Data items

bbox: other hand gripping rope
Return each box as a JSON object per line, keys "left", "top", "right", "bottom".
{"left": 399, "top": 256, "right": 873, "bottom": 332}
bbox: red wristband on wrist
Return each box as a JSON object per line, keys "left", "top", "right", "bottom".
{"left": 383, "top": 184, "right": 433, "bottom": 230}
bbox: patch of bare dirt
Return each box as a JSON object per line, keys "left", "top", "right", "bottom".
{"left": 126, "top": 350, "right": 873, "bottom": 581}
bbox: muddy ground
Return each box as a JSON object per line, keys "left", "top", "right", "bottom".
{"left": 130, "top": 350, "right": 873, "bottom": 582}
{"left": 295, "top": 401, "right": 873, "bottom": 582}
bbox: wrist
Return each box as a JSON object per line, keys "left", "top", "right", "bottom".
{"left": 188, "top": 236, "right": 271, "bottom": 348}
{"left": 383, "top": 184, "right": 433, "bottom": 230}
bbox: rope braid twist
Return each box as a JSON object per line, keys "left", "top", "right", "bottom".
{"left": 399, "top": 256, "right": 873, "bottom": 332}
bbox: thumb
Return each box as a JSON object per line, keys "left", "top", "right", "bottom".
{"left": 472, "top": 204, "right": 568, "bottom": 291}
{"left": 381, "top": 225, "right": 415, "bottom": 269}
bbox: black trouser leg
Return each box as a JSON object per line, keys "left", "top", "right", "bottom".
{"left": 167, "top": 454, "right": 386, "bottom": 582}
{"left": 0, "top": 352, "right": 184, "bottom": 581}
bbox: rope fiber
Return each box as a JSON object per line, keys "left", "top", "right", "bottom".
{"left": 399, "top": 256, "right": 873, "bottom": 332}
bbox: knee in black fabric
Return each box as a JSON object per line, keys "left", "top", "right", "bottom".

**Problem statement:** Send back each record exactly as it stands.

**Reply to the exercise:**
bbox: other hand gripping rope
Return each box as a JSON object per line, keys "left", "top", "right", "bottom".
{"left": 399, "top": 256, "right": 873, "bottom": 332}
bbox: red wristband on wrist
Return each box as a JSON object per line, keys "left", "top", "right", "bottom".
{"left": 383, "top": 184, "right": 433, "bottom": 230}
bbox: patch of bare dirt
Return each box as a JSON object per line, keys "left", "top", "right", "bottom".
{"left": 126, "top": 350, "right": 873, "bottom": 581}
bbox: muddy ground
Return each box as a JSON object per line, keys "left", "top", "right", "bottom".
{"left": 130, "top": 350, "right": 873, "bottom": 582}
{"left": 295, "top": 401, "right": 873, "bottom": 582}
bbox: wrist
Return each box as a JSON object per line, keys "left", "top", "right", "bottom".
{"left": 188, "top": 236, "right": 271, "bottom": 348}
{"left": 383, "top": 184, "right": 433, "bottom": 230}
bbox: rope braid twist
Return each box as a JSON object per line, keys "left", "top", "right", "bottom".
{"left": 399, "top": 256, "right": 873, "bottom": 332}
bbox: thumb
Return each box as a JSON object per line, keys "left", "top", "right", "bottom".
{"left": 472, "top": 204, "right": 568, "bottom": 291}
{"left": 381, "top": 225, "right": 415, "bottom": 269}
bbox: black trouser leg
Return each box as a JSON object per line, keys "left", "top", "right", "bottom".
{"left": 167, "top": 454, "right": 386, "bottom": 582}
{"left": 0, "top": 352, "right": 184, "bottom": 581}
bbox: rope fiber
Return each box as a JSON object per line, keys "left", "top", "right", "bottom".
{"left": 399, "top": 256, "right": 873, "bottom": 332}
bbox: knee in black fabric
Return each box as a JSON object per line, keys "left", "top", "right", "bottom".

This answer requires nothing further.